Task details >> The records should be repeated word for word, pictures excluded.
**** Input records ****
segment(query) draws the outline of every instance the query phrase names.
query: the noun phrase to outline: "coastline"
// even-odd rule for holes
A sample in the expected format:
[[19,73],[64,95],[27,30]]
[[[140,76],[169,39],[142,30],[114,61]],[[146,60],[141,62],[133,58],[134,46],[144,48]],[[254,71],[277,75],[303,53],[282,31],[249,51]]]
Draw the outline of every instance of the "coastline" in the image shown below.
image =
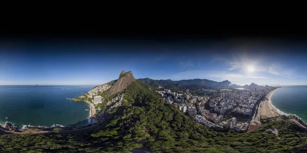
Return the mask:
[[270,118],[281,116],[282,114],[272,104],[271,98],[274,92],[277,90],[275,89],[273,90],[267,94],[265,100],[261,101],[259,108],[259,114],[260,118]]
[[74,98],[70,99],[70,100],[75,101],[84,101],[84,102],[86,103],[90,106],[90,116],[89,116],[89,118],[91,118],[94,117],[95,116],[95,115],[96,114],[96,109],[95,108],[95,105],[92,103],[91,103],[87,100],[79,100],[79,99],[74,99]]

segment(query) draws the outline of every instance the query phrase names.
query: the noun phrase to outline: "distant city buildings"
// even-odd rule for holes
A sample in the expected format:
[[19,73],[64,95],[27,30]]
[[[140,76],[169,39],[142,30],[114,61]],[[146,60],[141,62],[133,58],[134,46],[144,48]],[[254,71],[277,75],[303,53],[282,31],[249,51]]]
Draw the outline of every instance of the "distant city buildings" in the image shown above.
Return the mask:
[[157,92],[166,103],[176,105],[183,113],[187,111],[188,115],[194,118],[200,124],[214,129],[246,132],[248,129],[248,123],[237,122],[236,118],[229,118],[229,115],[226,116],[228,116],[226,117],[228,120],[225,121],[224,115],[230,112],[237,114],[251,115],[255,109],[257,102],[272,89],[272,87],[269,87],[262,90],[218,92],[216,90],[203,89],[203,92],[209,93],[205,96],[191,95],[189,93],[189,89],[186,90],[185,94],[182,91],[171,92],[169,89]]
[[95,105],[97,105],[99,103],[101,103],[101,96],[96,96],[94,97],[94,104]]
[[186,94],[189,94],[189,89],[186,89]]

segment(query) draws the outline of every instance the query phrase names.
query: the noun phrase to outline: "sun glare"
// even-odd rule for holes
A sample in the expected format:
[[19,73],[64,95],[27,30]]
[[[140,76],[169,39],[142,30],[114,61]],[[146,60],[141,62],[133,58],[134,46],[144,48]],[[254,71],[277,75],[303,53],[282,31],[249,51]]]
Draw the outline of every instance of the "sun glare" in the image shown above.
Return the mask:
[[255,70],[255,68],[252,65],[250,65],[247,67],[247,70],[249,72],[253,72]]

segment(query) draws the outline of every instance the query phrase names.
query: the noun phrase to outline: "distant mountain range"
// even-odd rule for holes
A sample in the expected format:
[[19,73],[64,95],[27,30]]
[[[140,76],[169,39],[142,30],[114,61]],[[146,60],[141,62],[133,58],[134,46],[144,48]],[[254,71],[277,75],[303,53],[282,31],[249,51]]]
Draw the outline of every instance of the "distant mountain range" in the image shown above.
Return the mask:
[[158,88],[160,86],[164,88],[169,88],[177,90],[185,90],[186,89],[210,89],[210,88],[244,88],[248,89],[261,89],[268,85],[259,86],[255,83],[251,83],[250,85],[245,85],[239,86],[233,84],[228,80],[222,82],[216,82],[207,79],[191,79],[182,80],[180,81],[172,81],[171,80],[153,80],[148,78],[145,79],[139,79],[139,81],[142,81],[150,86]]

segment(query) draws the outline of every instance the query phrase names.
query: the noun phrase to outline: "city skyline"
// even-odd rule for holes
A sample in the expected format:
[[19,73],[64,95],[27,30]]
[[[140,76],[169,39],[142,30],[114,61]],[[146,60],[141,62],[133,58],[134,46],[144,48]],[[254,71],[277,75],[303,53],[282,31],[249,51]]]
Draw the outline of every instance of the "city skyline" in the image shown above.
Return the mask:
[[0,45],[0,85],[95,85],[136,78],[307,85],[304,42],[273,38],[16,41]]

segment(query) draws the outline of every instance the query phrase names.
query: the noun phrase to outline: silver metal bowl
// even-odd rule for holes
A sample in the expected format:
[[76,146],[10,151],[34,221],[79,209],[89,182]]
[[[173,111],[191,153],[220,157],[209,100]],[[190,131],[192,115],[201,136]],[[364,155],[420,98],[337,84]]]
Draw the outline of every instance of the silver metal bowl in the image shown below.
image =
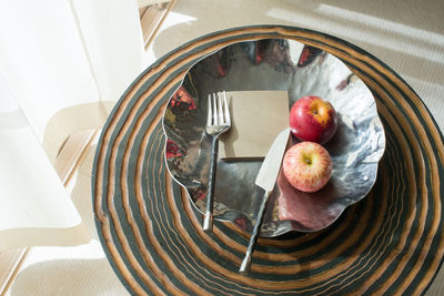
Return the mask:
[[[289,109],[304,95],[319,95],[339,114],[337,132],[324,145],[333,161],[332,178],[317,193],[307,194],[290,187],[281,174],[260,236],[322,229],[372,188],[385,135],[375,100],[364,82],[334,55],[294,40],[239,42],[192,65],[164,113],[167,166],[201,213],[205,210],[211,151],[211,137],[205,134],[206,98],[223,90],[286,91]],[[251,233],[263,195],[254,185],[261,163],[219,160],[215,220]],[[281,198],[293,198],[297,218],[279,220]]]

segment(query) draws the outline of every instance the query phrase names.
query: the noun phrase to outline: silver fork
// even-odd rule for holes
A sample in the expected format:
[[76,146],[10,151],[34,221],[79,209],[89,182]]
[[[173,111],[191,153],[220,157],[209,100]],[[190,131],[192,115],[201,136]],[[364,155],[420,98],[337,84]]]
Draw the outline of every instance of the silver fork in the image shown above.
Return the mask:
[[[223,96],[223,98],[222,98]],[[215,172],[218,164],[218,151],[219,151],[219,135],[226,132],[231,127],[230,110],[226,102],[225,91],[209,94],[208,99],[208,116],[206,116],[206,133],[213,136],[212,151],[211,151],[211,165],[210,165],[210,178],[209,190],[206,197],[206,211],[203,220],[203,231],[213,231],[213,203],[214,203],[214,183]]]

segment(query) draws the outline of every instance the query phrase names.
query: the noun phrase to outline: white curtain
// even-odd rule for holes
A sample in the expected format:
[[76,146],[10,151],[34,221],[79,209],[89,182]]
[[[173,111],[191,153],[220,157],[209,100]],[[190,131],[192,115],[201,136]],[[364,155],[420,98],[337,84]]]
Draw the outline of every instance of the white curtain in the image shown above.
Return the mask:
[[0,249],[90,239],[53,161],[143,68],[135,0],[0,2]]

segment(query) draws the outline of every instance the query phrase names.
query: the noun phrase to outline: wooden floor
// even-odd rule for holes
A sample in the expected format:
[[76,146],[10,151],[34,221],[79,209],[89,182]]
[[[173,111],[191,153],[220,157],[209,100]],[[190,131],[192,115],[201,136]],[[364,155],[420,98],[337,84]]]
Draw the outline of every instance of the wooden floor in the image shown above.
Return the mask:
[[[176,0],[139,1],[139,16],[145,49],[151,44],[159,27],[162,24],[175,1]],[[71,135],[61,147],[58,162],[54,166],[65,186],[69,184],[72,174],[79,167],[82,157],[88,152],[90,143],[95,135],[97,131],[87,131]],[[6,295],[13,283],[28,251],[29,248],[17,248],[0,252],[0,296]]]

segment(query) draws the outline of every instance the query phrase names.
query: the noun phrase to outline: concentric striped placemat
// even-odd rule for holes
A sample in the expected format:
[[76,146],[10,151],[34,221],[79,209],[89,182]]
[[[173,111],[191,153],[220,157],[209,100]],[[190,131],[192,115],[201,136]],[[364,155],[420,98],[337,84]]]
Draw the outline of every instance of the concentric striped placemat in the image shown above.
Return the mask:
****
Complete answer >>
segment(query) draws the outline of every instance the query phrase names.
query: the noun phrase to outline: "coastline"
// even-odd rule for holes
A sample in the expected format:
[[19,73],[64,95],[27,30]]
[[[140,76],[169,39],[142,30],[114,61]],[[146,60],[141,62],[133,58],[134,46],[144,48]],[[254,71],[277,75],[303,53],[282,31],[249,51]]]
Draw the outline of every instance of the "coastline" in the image shown below.
image =
Return the mask:
[[270,118],[281,116],[282,114],[272,104],[271,98],[274,92],[277,90],[275,89],[273,90],[267,94],[265,100],[261,101],[259,108],[259,114],[260,118]]
[[74,98],[70,99],[70,100],[75,101],[84,101],[84,102],[86,103],[90,106],[90,116],[89,116],[89,118],[91,118],[94,117],[95,116],[95,115],[96,114],[96,109],[95,108],[95,105],[92,103],[91,103],[87,100],[79,100],[79,99],[74,99]]

segment(query) draws the outline of every instance the query phrase names.
query: the noun phrase to outline: "distant city buildings"
// even-odd rule for holes
A sample in the expected format:
[[19,73],[64,95],[27,30]]
[[[140,76],[169,39],[142,30],[114,61]],[[146,60],[141,62],[133,58],[134,46],[144,48]],[[254,71],[277,75],[303,53],[282,31],[249,51]]]
Draw the outline of every instance of the "distant city buildings" in the image shown above.
Return the mask:
[[157,92],[166,103],[176,105],[183,113],[187,111],[188,115],[194,118],[200,124],[214,129],[246,132],[248,129],[248,123],[237,122],[236,118],[229,118],[229,115],[226,116],[228,116],[226,117],[228,120],[225,121],[224,115],[230,112],[237,114],[251,115],[255,109],[257,102],[272,89],[272,87],[269,87],[262,90],[218,92],[216,90],[203,89],[203,92],[209,93],[205,96],[191,95],[189,93],[189,89],[186,90],[185,94],[182,91],[171,92],[169,89]]
[[95,105],[97,105],[99,103],[101,103],[101,96],[96,96],[94,97],[94,104]]
[[186,94],[189,94],[189,89],[186,89]]

segment(query) draws the outline of every instance the query phrase names.
query: the noun phrase to outline: "sun glare"
// even-odd rule for holes
A sample in the expected format:
[[19,73],[64,95],[27,30]]
[[[140,76],[169,39],[142,30],[114,61]],[[146,60],[141,62],[133,58],[134,46],[144,48]],[[254,71],[277,75],[303,53],[282,31],[249,51]]]
Draw the outline of every instance of the "sun glare" in the image shown above.
Return the mask:
[[255,70],[255,68],[252,65],[250,65],[247,67],[247,70],[249,72],[253,72]]

segment(query) draws the outline of every instance the query phrase names.
query: the noun phrase to outline: "distant mountain range"
// even-odd rule for holes
A sample in the expected format:
[[19,73],[64,95],[27,30]]
[[[140,76],[169,39],[142,30],[114,61]],[[146,60],[141,62],[133,58],[134,46],[144,48]],[[254,71],[277,75],[303,53],[282,31],[249,51]]]
Draw the outline of every instance of the "distant mountain range" in the image shown above.
Return the mask:
[[158,88],[160,86],[164,88],[169,88],[177,90],[185,90],[186,89],[210,89],[210,88],[244,88],[248,89],[261,89],[268,85],[259,86],[255,83],[251,83],[250,85],[245,85],[239,86],[233,84],[228,80],[222,82],[216,82],[207,79],[191,79],[182,80],[180,81],[172,81],[171,80],[153,80],[148,78],[145,79],[139,79],[139,81],[142,81],[150,86]]

segment(query) draws the outline of every instance the query phrase names.
query: the noun phrase to outline: "city skyline"
// even-odd rule for holes
A sample in the expected format:
[[19,73],[64,95],[27,30]]
[[[140,76],[169,39],[142,30],[114,61]],[[146,60],[141,62],[133,58],[134,46],[144,48]],[[254,71],[277,75],[303,53],[282,31],[249,51]]]
Draw the outline of every instance of the "city skyline" in the image shown above.
Return the mask:
[[0,45],[0,85],[95,85],[136,78],[307,85],[304,42],[273,38],[16,41]]

segment(query) draws the outline of every instance the query phrase names.
query: the noun phrase to outline: silver metal bowl
// even-odd rule for holes
A sample in the expected format:
[[76,146],[10,151],[34,221],[79,209],[89,182]]
[[[173,111],[191,153],[220,157],[209,100]],[[190,131],[192,115],[201,136]],[[364,155],[420,98],[337,84]]]
Draw the outline of every instance of the silver metal bowl in the image shown below.
image =
Return the mask:
[[[289,109],[304,95],[319,95],[339,114],[337,132],[324,145],[333,161],[332,178],[317,193],[307,194],[290,187],[281,174],[260,236],[322,229],[372,188],[385,135],[375,100],[364,82],[334,55],[294,40],[239,42],[192,65],[164,113],[167,166],[201,213],[205,210],[211,151],[211,137],[205,134],[206,98],[223,90],[286,91]],[[251,233],[263,195],[254,185],[261,163],[219,160],[215,220]],[[281,198],[293,198],[297,218],[279,220]]]

segment(query) draws the outline of every instance the query phrase names.
query: the noun phrase to outline: silver fork
// even-odd rule for holes
A sample in the expected format:
[[76,146],[10,151],[34,221],[79,209],[89,182]]
[[[173,111],[191,153],[220,157],[209,100]],[[190,131],[192,115],[201,136]],[[364,155],[420,98],[337,84]]]
Draw the outline of every instance of the silver fork in the image shown above.
Return the mask:
[[[223,96],[223,98],[222,98]],[[215,172],[218,164],[218,151],[219,151],[219,135],[226,132],[231,127],[230,110],[226,102],[225,91],[209,94],[208,99],[208,116],[206,116],[206,133],[213,136],[212,151],[211,151],[211,165],[210,165],[210,178],[209,190],[206,197],[206,211],[203,220],[203,231],[213,231],[213,203],[214,203],[214,183]]]

segment(query) draws the outline of every instance the query phrase names.
query: the noun phrase to outline: white curtain
// even-odd rule for holes
A sample in the expected format:
[[76,146],[10,151],[34,221],[79,209],[89,182]]
[[[173,111],[191,153],[220,157],[209,100]],[[190,131],[192,115],[201,136]],[[364,155],[420,98],[337,84]]]
Draw the outline of every instance of the white curtain in the image shown above.
Return the mask:
[[0,249],[90,239],[53,161],[143,68],[135,0],[0,2]]

segment(query) draws the outline of every instance the query phrase names.
query: the noun phrase to outline: wooden floor
// even-odd rule for holes
A sample in the expected format:
[[76,146],[10,151],[34,221],[79,209],[89,182]]
[[[173,111],[191,153],[220,157],[209,100]],[[190,131],[192,115],[201,136]],[[364,155],[420,98],[337,84]]]
Draw the outline of every instance of the wooden floor in the image shown above.
Return the mask:
[[[176,0],[139,1],[139,16],[145,49],[151,44],[159,27],[162,24],[175,1]],[[71,135],[61,147],[58,162],[54,166],[65,186],[69,184],[72,174],[79,167],[82,157],[88,152],[90,143],[95,135],[97,131],[87,131]],[[6,295],[13,283],[28,251],[29,248],[17,248],[0,252],[0,296]]]

segment(query) draws the outline of every instance the query phrase names.
query: the noun phrase to outline: concentric striped placemat
// even-odd rule for holes
A sample in the expected format:
[[76,146],[10,151],[34,221],[79,209],[89,182]]
[[[173,111],[191,153],[220,157],[209,100]],[[190,131],[192,115],[201,136]],[[364,155],[420,98],[337,84]]]
Draw the outline of every instance of the concentric striped placemat in the image shown above.
Return the mask:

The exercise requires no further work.